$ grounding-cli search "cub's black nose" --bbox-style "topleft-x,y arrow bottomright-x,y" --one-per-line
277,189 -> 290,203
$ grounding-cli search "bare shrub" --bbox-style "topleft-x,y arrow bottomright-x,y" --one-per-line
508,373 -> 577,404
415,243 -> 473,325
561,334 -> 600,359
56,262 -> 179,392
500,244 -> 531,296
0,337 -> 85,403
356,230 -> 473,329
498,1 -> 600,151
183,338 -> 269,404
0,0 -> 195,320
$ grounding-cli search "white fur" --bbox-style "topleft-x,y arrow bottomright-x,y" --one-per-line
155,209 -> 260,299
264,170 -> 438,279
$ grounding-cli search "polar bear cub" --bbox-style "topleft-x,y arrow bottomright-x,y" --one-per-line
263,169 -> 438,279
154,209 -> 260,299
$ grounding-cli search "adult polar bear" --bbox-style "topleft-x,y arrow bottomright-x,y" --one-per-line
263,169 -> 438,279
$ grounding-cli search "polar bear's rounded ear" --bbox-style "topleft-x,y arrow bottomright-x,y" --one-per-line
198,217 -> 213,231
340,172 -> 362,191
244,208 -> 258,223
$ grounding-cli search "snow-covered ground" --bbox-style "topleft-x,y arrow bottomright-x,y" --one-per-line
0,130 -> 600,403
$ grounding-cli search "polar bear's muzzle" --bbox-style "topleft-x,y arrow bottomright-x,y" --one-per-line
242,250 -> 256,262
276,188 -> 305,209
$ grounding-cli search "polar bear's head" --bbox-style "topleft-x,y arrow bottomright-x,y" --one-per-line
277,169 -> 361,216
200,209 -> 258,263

────────────────

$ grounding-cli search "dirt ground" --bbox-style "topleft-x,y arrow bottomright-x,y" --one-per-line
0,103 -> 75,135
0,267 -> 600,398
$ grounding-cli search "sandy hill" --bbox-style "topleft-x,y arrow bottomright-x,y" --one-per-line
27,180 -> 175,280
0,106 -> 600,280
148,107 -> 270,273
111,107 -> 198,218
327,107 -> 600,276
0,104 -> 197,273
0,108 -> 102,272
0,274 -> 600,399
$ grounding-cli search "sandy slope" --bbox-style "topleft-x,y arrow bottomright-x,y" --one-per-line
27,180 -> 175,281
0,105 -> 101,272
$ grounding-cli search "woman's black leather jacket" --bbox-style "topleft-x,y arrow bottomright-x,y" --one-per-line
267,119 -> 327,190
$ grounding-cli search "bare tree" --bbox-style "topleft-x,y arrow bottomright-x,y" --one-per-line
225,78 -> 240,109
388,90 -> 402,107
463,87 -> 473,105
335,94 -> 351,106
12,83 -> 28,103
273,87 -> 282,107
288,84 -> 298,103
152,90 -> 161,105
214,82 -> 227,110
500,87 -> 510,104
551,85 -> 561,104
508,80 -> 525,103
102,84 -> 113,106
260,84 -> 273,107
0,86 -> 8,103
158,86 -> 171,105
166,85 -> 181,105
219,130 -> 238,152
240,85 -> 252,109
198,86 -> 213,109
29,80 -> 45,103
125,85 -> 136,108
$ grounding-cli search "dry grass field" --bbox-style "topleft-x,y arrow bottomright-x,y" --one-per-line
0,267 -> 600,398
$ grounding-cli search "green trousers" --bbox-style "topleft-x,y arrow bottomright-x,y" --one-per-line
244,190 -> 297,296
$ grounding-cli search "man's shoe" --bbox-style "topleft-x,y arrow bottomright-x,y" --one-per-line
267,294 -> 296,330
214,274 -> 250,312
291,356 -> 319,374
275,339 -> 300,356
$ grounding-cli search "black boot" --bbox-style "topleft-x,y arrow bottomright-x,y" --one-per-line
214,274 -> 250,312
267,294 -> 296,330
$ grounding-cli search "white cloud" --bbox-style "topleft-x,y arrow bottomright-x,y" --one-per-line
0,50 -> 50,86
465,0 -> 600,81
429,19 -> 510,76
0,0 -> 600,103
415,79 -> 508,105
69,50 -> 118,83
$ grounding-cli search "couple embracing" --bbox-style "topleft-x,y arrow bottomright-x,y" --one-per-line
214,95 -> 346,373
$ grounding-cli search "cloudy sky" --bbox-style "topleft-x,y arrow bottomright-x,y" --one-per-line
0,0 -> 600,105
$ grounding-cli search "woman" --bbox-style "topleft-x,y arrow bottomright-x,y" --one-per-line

────────────────

Requirement: Return each line of the items above that contains the string "woman". Case counts.

Written answer:
$ grounding-cli search "woman's black leather jacket" --bbox-style "topleft-x,y arrow bottomright-x,y" --one-per-line
$ grounding-cli search "woman" --bbox-style "topleft-x,y arrow bottomright-x,y" --one-per-line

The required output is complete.